Requirement 1 → In the blog post about judgment over childbirth, what did the writer read on the treadmill after the podcast wouldn't work?
Requirement 2 → Continue the blog post about judgment over childbirth, starting right after its final sentence.
(Source extract Opens)
I hopped on the treadmill yesterday at work. Typically, if I have 15 minutes to do this, I catch up on breastfeeding stuff or listen to a breastfeeding podcast so that I don't feel like a giant slacker, but yesterday my podcast wouldn't work. So I grabbed an old issue of Self magazine. And I found this article. For those of you who don't want to read it (but you should, it's good), it examines childbirth, mostly from the perspective of the author, who had a very traumatic birth experience. As I was reading it, I came across this quote:
"By now, one movie, two books, four doulas and approximately 15 mothers had told me that my traumatic birth was my fault, the problems all stemming from my not believing in my body...Would we ever tell someone whose liver has failed that it was because she didn't believe in it?"
THAT. That is the problem with labor and delivery and birth and judgment. Right there.
I mean, just take a look at some of the comments with this online version:
"I'm so disappointed in this article. The author is ignorant and ill-prepared to write on such an issue."
"she is not to blame for her traumatic birth (which to me sounds like every recount of any hospital birth I have ever heard) because she didn't trust her body but because she was VERY uneducated about the whole process. You researched this article more than you researched your birth (and that's not saying much) and you were unprepared and surprised throughout the whole process."
"Women just need to be more assertive with doctors and not let them scare you into the worst possible scenario. Just tell yourself, whose gonna deliver your baby after the apocalypse, its gonna be you and your mate. Be strong ladies and take back your bodies from doctors and the government."
If you don't get the birth you wanted or planned, it shouldn't be your fault. No one else should get to cast judgment on you for it not working out. That's bullshit, right there. I am SO INCREDIBLY SICK of the judgment that comes along with birthing a baby. My friend Summer has told me, several times, that she didn't feel badly about having a c-section at all - until the natural birth advocates made her feel like shit over it by telling her how it was all her fault. If you're reading this and you're one of those people, please note: you are not helping "the cause." You are, in fact, sounding like a huge tool and everyone but your equally judgy peers secretly dreams of punching you out. Fact. (This isn't the people who gently try to inform people that they should educate themselves, btw - it's the community that goes, "Well, if you hadn't done a,b,c, it would have worked out." YOU HAVE NO WAY OF KNOWING THAT SO SHUT UP.)
(Source extract Closes)
(Data Opens)
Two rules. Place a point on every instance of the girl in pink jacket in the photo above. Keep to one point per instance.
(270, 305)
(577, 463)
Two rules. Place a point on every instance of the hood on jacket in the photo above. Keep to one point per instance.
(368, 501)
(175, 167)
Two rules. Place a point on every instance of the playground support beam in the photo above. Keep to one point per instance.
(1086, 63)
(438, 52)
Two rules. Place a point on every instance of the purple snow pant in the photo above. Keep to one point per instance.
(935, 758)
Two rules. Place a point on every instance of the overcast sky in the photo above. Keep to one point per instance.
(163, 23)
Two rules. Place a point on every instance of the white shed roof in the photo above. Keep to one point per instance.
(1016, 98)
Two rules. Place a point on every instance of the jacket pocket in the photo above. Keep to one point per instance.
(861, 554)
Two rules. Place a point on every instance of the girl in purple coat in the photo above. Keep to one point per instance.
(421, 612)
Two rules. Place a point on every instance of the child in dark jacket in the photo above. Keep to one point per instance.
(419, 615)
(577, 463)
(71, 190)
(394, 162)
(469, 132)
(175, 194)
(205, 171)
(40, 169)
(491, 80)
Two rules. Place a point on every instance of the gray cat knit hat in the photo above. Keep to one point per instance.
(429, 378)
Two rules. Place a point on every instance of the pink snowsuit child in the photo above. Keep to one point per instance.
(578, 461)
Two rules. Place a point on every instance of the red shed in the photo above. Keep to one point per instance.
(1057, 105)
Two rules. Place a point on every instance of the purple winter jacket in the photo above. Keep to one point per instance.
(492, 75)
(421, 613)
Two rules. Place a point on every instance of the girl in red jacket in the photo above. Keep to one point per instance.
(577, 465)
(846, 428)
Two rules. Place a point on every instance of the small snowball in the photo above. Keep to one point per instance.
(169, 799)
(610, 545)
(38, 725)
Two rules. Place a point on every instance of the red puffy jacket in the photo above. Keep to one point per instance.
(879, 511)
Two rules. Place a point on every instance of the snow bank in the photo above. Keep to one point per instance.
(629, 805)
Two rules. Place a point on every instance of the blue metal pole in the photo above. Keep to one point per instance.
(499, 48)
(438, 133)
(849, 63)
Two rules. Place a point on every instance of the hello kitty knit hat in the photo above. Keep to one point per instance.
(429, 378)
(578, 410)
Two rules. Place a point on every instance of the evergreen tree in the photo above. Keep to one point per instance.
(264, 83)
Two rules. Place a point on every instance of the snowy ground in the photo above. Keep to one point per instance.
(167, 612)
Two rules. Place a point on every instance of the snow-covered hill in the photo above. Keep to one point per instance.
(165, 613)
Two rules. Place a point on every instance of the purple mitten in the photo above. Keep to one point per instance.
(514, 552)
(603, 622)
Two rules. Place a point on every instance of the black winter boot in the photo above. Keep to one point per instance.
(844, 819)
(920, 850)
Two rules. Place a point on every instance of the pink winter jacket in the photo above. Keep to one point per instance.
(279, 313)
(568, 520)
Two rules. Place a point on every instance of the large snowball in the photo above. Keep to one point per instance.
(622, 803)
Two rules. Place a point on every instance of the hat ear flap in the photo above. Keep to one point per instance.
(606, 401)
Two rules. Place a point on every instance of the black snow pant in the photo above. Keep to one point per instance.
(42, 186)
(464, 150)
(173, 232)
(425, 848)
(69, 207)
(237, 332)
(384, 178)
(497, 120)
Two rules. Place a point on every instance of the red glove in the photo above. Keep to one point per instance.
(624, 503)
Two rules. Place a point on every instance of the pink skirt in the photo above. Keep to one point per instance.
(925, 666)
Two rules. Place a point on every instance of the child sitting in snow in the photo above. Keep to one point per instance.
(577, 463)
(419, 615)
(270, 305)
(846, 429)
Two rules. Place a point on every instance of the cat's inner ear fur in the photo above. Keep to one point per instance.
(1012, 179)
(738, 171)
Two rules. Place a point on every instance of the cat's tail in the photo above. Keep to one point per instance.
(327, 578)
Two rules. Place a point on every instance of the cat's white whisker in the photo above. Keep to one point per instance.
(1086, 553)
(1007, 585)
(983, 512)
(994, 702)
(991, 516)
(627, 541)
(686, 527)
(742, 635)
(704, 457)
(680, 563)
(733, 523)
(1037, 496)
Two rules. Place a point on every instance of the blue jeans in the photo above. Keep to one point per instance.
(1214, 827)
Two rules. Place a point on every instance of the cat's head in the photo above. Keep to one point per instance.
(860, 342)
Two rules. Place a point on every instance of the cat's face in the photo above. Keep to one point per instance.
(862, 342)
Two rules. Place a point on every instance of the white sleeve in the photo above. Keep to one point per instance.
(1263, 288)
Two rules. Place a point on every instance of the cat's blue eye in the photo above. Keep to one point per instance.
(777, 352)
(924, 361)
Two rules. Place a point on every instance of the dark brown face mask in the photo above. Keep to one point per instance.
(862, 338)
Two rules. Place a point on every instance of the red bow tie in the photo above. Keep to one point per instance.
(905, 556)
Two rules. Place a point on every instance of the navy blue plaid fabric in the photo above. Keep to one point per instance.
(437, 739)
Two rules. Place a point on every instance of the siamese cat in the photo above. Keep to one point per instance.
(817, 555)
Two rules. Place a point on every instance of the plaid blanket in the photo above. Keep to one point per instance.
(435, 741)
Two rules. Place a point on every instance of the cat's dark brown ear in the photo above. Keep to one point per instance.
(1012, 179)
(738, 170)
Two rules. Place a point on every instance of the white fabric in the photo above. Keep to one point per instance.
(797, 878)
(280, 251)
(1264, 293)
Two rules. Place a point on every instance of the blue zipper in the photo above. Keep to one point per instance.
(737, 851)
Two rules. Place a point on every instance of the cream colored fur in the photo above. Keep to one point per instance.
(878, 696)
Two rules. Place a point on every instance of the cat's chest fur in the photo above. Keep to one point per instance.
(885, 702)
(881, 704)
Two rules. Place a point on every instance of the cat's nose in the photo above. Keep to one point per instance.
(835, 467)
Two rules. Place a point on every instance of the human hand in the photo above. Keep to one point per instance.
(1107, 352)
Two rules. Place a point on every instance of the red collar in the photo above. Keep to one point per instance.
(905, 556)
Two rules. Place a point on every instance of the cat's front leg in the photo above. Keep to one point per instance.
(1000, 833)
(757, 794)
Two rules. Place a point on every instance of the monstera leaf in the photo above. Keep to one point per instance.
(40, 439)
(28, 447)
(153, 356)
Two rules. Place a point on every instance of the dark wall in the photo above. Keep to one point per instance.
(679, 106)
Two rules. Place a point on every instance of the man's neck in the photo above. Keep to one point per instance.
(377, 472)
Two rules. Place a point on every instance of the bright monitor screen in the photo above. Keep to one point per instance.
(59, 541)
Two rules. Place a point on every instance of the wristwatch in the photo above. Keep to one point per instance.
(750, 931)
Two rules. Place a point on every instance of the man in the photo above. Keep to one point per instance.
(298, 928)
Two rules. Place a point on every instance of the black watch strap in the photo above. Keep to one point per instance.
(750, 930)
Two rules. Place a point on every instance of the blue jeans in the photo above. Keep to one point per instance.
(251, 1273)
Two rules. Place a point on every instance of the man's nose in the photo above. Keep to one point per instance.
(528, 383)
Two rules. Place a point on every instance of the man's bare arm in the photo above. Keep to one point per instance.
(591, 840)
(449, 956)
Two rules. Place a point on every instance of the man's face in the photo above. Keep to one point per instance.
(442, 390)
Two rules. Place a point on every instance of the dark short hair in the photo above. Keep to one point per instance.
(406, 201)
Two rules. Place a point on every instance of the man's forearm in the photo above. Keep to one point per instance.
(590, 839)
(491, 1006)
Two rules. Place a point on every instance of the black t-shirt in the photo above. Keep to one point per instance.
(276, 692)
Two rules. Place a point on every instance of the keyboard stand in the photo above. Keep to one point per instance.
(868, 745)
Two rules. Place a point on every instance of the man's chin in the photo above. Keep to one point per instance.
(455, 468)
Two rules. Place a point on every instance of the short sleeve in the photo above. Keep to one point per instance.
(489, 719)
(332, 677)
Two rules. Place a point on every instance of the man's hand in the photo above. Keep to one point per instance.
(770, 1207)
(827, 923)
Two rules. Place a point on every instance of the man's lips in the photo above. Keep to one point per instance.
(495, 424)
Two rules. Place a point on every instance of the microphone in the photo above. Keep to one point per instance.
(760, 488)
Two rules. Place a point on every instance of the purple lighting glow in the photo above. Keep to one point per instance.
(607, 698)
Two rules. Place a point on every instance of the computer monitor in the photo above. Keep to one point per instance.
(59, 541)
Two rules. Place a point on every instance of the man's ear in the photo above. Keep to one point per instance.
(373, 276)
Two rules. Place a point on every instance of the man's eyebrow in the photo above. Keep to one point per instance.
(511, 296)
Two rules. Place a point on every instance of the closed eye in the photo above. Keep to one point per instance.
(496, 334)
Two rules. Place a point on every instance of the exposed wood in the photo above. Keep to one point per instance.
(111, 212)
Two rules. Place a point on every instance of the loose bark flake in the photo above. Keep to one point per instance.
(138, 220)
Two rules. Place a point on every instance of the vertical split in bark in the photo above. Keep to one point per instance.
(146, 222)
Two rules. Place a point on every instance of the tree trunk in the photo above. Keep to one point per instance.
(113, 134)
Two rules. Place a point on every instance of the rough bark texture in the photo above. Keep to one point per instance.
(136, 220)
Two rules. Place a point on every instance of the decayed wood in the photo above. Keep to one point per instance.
(Data Closes)
Written reply 1 → An old issue of Self magazine.

Written reply 2 →
Should women be empowered and strong and educated? Oh, absolutely. But when you're having waves of contractions and in pain, it's NOT always easy to stand up for yourself, and all the damn research and reading and interviewing and doulas in the world may not help that. Instead of taking about how terrible women are, and how uneducated and untrusting of our bodies we are, why don't we point that finger right back at the practitioners who are taking advantage of this to push women into things they don't want? Why aren't birth advocates asking to speak at med schools, or talking to obs? In rape, if we blame the victim, it's terrible and shameful. In birth, if we do, it's normal. That has GOT to change. Birth is in a terrible state in the US, but we can't fix it by telling every woman how dumb she is.
Sometimes, I hear people advocate this whole idea of how every woman should labor at home with a midwife and everything would be amazing. Utopian but not at all feasible. Not everyone can do that, and, more, not everyone wants that. When I attended doula training, I remember the instructor talking about how, at her first meeting with patients, she had them sketch an ideal birth. Like, if money, and location and even reality weren't barriers, where would they feel most comfortable birthing? She had people draw clouds, and fields, and big giant tubs and plush beds. One woman drew a hospital. She told her that the idea of birthing anywhere else quite frankly terrified her. She had known her doctor all her life; family and friends staffed the hospital; she was confident and happy there. That was her happy place. She went in dilated to a 1 and did, in fact, have a drug free all natural vaginal delivery within 24 hours.
I'm gonna end this blog here, but I do want to leave it with one more quote from the article, from the author of my very favorite pregnancy/birth book:
"I don't understand this phrase 'take back your birth,'" nurse-midwife Pam England, creator of Birthing From Within, a popular book and series of childbirth preparation classes, tells me. "Who took it? What would a woman tell herself it meant about her if she failed to meet the criteria she made up for 'taking back' her birth? I am concerned that this phrase, meant to generate action and a feeling of empowerment, may actually be generated by or feeding the victim part of her."